■ REQUIRED ACTION 1
Rewrite the paragraph of the ICU account beginning "I inherited the ICU this week" in a shorter form, keeping its main facts.
■ REQUIRED ACTION 2
Transcribe everything in the ICU account from "There was also" down to "life right there.".
■ REQUIRED ACTION 3
According to the ICU account, what connection did the younger partner discover between herself and the elderly retired OB-Gyn patient?

■ PAGE EXTRACT

----------------------------------------

It has been terribly busy at work lately. Ever since we had this pandemic, we have raised up a notch, or several notches, on the level of craziness in our day to day practice, especially in the hospital and in the ICU.
I inherited the ICU this week from my partner who worked over the weekend, and I will be in charge of the ICU for the next 2 weeks. He said that he had a horrible weekend call, with 17 deaths in our ICU from Friday to Sunday. 17 deaths, that’s a lot of gloom and heartaches to deal with. He was told that the hospital morgue even ran out of beds and space!
There was also a kind of poignant moment in our ICU last week. One of the patients we had was a retired OB-Gyn doctor. One of my younger partners who was covering the ICU, recognized the name of the elderly physician. She learned that it was the doctor who delivered her when she was born.
Sadly to say, the old doctor’s condition worsened. Despite our efforts he continued to deteriorate. His family then decided to transition him to comfort cares, and he eventually died. What a turn of events. He delivered her to enter this world, and she ushered him to exit this world. That’s the circle of life right there.

----------------------------------------

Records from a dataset
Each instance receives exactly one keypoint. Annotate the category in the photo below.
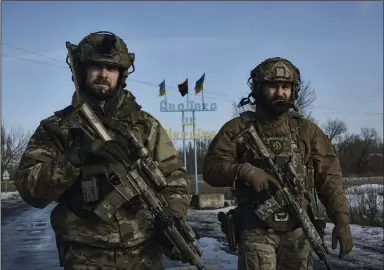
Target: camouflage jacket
(43, 179)
(222, 160)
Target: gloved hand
(255, 177)
(343, 235)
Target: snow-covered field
(368, 251)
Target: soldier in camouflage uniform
(278, 243)
(58, 163)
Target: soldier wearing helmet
(65, 166)
(278, 242)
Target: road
(28, 242)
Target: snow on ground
(370, 195)
(367, 252)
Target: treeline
(360, 155)
(201, 151)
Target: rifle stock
(284, 195)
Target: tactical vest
(282, 149)
(92, 190)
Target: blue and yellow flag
(199, 84)
(183, 88)
(162, 89)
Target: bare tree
(306, 98)
(344, 141)
(371, 140)
(334, 128)
(13, 143)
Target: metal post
(184, 150)
(195, 150)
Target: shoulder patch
(64, 112)
(151, 122)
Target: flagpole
(202, 97)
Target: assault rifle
(286, 178)
(134, 180)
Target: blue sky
(337, 46)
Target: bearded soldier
(288, 136)
(63, 165)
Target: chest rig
(282, 149)
(92, 194)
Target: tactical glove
(343, 235)
(255, 177)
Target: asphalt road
(28, 241)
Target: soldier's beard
(275, 106)
(101, 89)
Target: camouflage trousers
(260, 250)
(75, 256)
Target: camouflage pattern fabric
(44, 177)
(258, 247)
(221, 161)
(81, 257)
(257, 251)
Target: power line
(35, 53)
(172, 87)
(48, 57)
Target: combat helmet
(106, 48)
(276, 69)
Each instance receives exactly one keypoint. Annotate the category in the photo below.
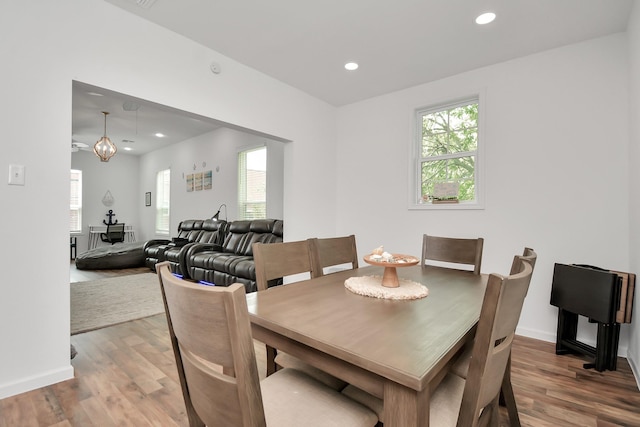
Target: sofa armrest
(155, 242)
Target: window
(252, 183)
(163, 190)
(75, 204)
(447, 154)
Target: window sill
(446, 206)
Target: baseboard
(545, 336)
(35, 382)
(536, 334)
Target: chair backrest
(453, 250)
(528, 254)
(331, 252)
(211, 338)
(278, 260)
(499, 317)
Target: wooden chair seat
(215, 357)
(460, 367)
(474, 401)
(276, 261)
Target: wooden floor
(125, 375)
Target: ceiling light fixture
(485, 18)
(351, 66)
(104, 148)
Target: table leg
(404, 407)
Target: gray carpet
(99, 303)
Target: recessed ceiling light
(351, 66)
(485, 18)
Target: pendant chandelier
(104, 148)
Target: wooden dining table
(397, 350)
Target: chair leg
(506, 393)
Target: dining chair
(461, 365)
(474, 401)
(453, 250)
(274, 262)
(332, 252)
(211, 338)
(114, 233)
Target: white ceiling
(131, 122)
(398, 44)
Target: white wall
(554, 121)
(216, 151)
(556, 171)
(634, 162)
(44, 47)
(119, 176)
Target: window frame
(242, 180)
(416, 159)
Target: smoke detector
(145, 4)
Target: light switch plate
(16, 175)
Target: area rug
(100, 303)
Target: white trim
(414, 155)
(35, 382)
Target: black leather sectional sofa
(215, 252)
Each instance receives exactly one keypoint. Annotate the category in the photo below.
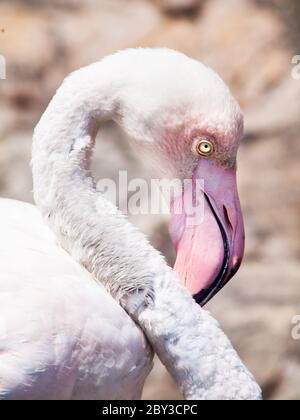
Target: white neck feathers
(100, 238)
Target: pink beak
(209, 243)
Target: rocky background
(251, 44)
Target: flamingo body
(62, 336)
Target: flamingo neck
(100, 238)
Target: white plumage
(62, 335)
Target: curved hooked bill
(207, 231)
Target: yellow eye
(204, 148)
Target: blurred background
(250, 43)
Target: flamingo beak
(208, 233)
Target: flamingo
(84, 298)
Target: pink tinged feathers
(210, 250)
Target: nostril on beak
(227, 219)
(235, 268)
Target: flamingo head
(183, 112)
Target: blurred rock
(188, 8)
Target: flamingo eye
(204, 147)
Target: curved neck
(101, 239)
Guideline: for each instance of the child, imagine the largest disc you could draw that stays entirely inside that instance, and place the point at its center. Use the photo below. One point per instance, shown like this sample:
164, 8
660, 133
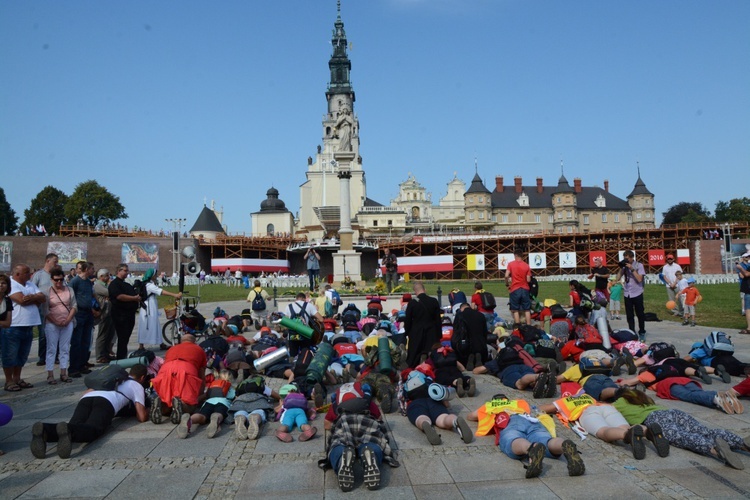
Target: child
293, 411
220, 394
691, 297
615, 296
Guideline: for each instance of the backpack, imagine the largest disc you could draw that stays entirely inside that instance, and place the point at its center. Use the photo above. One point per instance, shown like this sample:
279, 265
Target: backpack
106, 378
259, 303
488, 301
718, 341
352, 397
662, 350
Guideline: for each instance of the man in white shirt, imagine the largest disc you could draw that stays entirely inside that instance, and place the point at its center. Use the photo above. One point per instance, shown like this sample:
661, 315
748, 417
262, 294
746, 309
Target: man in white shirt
93, 416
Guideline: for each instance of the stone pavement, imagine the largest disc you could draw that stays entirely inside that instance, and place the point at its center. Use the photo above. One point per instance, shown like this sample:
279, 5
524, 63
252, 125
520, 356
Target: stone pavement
136, 460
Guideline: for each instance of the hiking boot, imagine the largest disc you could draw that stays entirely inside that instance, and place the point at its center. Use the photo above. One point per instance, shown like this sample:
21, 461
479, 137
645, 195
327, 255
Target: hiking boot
723, 373
213, 425
730, 458
429, 431
240, 427
463, 430
183, 429
155, 411
38, 440
372, 471
253, 426
345, 474
176, 416
540, 386
536, 456
656, 436
634, 438
576, 466
308, 434
64, 442
472, 387
284, 436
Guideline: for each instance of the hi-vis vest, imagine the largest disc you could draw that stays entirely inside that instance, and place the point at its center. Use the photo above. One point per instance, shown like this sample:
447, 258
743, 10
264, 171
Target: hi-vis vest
570, 408
486, 413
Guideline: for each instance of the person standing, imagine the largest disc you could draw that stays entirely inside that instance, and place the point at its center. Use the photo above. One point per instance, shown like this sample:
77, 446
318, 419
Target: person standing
43, 282
422, 325
669, 272
390, 262
16, 340
517, 278
634, 273
312, 259
125, 303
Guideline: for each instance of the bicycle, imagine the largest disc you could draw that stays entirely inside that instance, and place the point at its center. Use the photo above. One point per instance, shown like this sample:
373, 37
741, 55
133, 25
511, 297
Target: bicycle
183, 319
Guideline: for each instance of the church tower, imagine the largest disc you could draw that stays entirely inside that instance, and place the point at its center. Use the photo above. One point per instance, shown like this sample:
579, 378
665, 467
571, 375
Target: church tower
320, 195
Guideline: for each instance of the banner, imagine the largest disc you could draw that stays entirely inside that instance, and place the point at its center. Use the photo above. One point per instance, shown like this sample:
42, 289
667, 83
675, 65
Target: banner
568, 260
503, 259
538, 260
475, 262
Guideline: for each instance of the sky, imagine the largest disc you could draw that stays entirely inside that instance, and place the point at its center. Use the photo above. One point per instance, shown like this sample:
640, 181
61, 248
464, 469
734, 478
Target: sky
168, 104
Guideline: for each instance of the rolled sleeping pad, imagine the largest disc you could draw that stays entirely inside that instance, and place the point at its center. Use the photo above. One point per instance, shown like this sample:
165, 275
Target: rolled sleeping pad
318, 366
271, 358
601, 325
297, 326
384, 356
130, 362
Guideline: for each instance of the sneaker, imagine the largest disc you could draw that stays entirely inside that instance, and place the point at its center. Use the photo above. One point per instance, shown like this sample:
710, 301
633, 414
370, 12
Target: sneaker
656, 436
345, 473
183, 429
634, 438
372, 471
253, 427
536, 457
177, 411
38, 440
308, 434
723, 373
472, 387
730, 458
213, 425
64, 442
463, 430
155, 410
432, 436
576, 466
240, 427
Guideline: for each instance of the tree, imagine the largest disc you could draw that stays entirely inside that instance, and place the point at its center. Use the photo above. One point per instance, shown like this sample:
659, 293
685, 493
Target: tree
92, 204
737, 209
47, 208
8, 217
686, 212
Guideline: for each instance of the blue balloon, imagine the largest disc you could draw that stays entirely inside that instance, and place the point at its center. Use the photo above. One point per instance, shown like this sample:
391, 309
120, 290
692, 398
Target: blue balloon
6, 414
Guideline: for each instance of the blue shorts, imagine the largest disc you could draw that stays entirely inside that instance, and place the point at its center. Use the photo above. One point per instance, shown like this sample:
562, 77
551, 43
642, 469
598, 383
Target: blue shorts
521, 428
513, 374
520, 300
595, 384
16, 345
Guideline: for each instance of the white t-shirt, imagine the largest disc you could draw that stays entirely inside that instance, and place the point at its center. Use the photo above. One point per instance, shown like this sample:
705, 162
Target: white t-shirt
27, 315
131, 391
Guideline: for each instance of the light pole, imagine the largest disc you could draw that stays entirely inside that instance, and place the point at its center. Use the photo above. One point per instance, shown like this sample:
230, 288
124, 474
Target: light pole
177, 227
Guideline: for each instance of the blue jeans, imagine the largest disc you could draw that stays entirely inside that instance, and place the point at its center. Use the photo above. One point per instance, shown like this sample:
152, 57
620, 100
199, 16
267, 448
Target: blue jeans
334, 456
691, 393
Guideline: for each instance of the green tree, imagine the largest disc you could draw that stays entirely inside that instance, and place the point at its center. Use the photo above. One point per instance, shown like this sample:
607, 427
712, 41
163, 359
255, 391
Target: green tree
93, 204
686, 212
8, 217
47, 208
736, 209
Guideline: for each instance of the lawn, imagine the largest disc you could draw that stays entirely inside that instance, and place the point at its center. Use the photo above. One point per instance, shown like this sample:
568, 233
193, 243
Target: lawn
720, 307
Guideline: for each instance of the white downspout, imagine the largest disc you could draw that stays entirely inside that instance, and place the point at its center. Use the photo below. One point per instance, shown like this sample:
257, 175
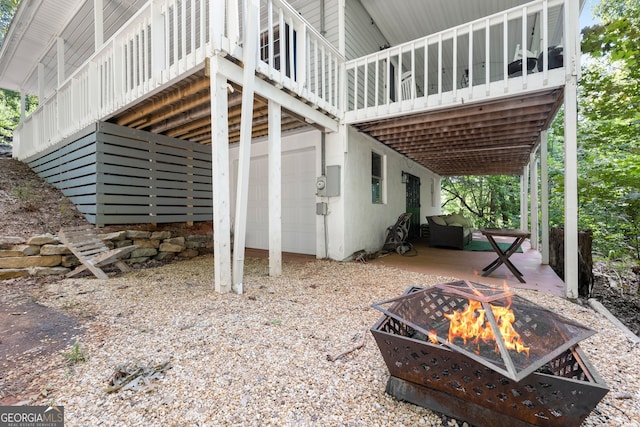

----------------------------------------

■ ANSWER SECTION 1
The writer took over the ICU this week from a partner who had worked the weekend and will run it for the next two weeks. That partner reported 17 ICU deaths from Friday to Sunday and was told the hospital morgue had run out of beds and space.

■ ANSWER SECTION 2
There was also a kind of poignant moment in our ICU last week. One of the patients we had was a retired OB-Gyn doctor. One of my younger partners who was covering the ICU, recognized the name of the elderly physician. She learned that it was the doctor who delivered her when she was born.
Sadly to say, the old doctor’s condition worsened. Despite our efforts he continued to deteriorate. His family then decided to transition him to comfort cares, and he eventually died. What a turn of events. He delivered her to enter this world, and she ushered him to exit this world. That’s the circle of life right there.

■ ANSWER SECTION 3
He was the doctor who delivered her when she was born.